-- WRITTEN REQUEST --
Revise the material below by changing every "instance" to "occurrence", and reproduce everything else without change.

-- STORED ROWS --

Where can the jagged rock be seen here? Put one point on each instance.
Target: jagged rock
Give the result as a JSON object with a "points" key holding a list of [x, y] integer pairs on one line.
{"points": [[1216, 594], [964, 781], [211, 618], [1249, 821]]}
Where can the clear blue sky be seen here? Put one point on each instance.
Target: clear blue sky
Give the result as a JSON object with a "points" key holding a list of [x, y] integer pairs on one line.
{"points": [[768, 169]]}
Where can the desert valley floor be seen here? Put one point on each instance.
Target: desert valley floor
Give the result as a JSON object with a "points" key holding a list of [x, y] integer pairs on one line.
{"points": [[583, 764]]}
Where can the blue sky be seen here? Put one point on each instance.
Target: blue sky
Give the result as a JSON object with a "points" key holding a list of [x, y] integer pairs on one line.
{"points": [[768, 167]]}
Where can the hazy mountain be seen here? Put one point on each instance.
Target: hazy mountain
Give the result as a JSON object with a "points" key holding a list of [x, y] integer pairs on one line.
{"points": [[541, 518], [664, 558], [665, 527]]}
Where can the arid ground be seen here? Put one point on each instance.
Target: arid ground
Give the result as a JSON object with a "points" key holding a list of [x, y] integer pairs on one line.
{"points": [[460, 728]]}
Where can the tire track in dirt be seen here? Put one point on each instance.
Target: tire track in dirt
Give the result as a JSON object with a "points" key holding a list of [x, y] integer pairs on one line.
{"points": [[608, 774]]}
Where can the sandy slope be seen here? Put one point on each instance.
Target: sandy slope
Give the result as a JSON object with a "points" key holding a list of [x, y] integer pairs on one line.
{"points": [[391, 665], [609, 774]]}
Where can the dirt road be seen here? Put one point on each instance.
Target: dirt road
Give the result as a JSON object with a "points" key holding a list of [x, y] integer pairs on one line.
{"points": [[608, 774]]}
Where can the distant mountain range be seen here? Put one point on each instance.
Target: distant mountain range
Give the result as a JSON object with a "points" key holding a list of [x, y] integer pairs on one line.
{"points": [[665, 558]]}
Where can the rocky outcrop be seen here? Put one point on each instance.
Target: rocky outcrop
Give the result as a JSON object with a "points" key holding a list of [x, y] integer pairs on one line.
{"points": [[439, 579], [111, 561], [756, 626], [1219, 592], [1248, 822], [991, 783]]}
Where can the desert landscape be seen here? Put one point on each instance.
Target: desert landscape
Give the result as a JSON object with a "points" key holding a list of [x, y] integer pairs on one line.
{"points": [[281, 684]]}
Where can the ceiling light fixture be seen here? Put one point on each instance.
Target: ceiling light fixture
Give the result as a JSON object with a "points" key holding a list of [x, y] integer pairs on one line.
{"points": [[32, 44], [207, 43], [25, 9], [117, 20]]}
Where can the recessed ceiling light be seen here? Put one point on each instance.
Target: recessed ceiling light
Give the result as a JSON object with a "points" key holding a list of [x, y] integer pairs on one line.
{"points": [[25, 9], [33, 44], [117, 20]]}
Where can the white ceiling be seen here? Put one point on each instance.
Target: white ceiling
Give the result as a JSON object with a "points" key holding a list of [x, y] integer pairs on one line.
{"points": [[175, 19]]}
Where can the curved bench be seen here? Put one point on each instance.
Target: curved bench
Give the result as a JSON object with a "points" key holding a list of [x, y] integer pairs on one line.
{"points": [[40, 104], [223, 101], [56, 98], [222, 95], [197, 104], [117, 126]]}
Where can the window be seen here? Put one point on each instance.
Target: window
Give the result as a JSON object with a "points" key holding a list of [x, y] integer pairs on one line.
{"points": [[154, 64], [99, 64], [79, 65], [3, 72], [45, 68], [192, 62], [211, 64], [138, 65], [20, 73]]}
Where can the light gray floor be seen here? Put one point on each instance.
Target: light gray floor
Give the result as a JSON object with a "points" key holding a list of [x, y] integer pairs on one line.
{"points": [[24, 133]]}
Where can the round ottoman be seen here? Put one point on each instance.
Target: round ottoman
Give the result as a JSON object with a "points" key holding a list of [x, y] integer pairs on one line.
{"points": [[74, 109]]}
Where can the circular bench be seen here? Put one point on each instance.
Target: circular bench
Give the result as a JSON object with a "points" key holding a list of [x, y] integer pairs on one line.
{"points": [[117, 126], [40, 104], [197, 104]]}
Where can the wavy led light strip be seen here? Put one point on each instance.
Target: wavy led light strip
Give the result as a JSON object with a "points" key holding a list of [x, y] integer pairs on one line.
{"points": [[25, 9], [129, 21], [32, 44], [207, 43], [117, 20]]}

-- THE SOLUTION --
Where can the jagged rock be seen here? Put one point on each occurrence.
Target: jagged rock
Give the result as a JSON object with a "points" key holding a list of [x, y] integer pairs on one line.
{"points": [[1216, 594], [964, 781], [211, 618], [1249, 821]]}
Where can the clear blue sky be seen here? Put one point on each occurrence.
Target: clear blue sky
Give the result as a JSON object with a "points" key holding a list of [x, y] integer pairs on one line.
{"points": [[768, 169]]}
Where can the desert valley floor be seen here? Put one point on each occurrence.
Target: desert valley floor
Give the result as a JSON object with a "points" key holding a list of [x, y] integer pairs on one line.
{"points": [[583, 764]]}
Where can the blue sky be seen here? Put one point on each occurrence.
Target: blue sky
Give the result as a JSON object with a "points" key holding a list of [x, y] integer pairs on one line.
{"points": [[768, 167]]}
Where can the hazy mountain be seen here? Put one point on each occurrence.
Target: hazy mountain
Give the result as a JSON object with a "points" key holding a list of [x, y] integer pairs on one line.
{"points": [[541, 518], [664, 558], [665, 527]]}
Where can the arid ground be seen here? Put one point on each occurrence.
Target: arid ground
Give the result as a JSON object with a "points" key holding a list of [x, y] integer pairs on one line.
{"points": [[460, 728]]}
Where can the tire track in dirt be seen here? Put one point on each occurrence.
Target: tire track in dirt
Give the result as a JSON object with a "points" key holding a list of [x, y] integer pairs on one line.
{"points": [[608, 774]]}
Where can the sandy slope be seen here? Put one point on each occurrence.
Target: sandy slope
Give the result as a JSON object with a "points" key holding a list of [x, y] integer pairs on one line.
{"points": [[391, 665], [609, 774]]}
Where can the dirt road be seen here? Put one point on each occurrence.
Target: dirt road
Give the result as a JSON object with a "points" key holding a list of [x, y] integer pairs on one line.
{"points": [[608, 774]]}
Where can the distant mountain range be seen here? Put one point on each occurrence.
Target: distant mountain range
Give the result as a JSON object with a "points" key holding a list of [x, y] integer pairs on one line.
{"points": [[665, 558]]}
Where can the rocky outcrop be seen here? Put one point on each occurrence.
Target: rocky outcrop
Give the result as a JSON object with a "points" key holding a list of [x, y] integer pairs on one line.
{"points": [[439, 579], [111, 561], [756, 626], [1219, 592], [1248, 822], [991, 783]]}
Where can the desert landscape be seen here? Put one point on each occurrence.
Target: desert landscape
Give the result as a JSON object with a "points" key holding a list of [x, y] integer pairs on one line.
{"points": [[281, 684]]}
Where can the ceiling light fixture be seen here? Put one point on each occurrence.
Target: ceiling light fixture
Give the result as a JSON object with a "points" key holding a list of [x, y] integer pairs on one line.
{"points": [[32, 44], [207, 43], [25, 9], [117, 20]]}
Where can the recessed ceiling light be seen here? Put one point on each occurrence.
Target: recessed ceiling light
Give the result as a JSON object with a "points" key holding a list of [x, y] integer pairs on one line.
{"points": [[25, 9], [33, 44], [117, 20]]}
Where can the white ceiling be seen here? Put one point on each occurrence.
Target: white ceiling
Give the result as a JSON object with a "points" key holding a list of [x, y] integer pairs on one line.
{"points": [[175, 19]]}
Where can the curved bench be seen here? Put one point on each occurrence.
Target: curved bench
Give the result as a JSON object with a "points" key holding a list of [x, y] integer pairs on one line.
{"points": [[40, 104], [223, 101], [56, 98], [222, 95], [197, 104], [117, 126]]}
Where can the window be seen here? Put one point on each occurrence.
Target: window
Give the result as a JSON object with a "points" key holding a list of [x, y] integer pairs on one line.
{"points": [[154, 64], [99, 64], [79, 65], [3, 72], [45, 68], [192, 62], [211, 64], [138, 65], [20, 73]]}
Where can the light gray floor be seen here? Put one point on each occurrence.
Target: light gray floor
Give the result as a JSON object with a "points" key holding a list of [x, y] integer pairs on one line.
{"points": [[24, 133]]}
Where can the round ottoman be seen here? Put one point on each occurrence.
Target: round ottoman
Give the result as a JSON object with a "points" key holding a list of [x, y] integer pairs on one line.
{"points": [[74, 109]]}
Where can the circular bench be seen here? Put one point on each occurrence.
Target: circular bench
Give the result as a JSON object with a "points" key holding a list of [x, y] integer pairs on one line.
{"points": [[117, 126], [40, 104], [197, 104]]}
Where can the wavy led light strip be seen here? Put one point on each occurrence.
Target: wavy led light strip
Give the result as a JSON object with a "points" key holding a list of [x, y] integer pairs on one line.
{"points": [[25, 9], [129, 21], [32, 44], [207, 43], [117, 20]]}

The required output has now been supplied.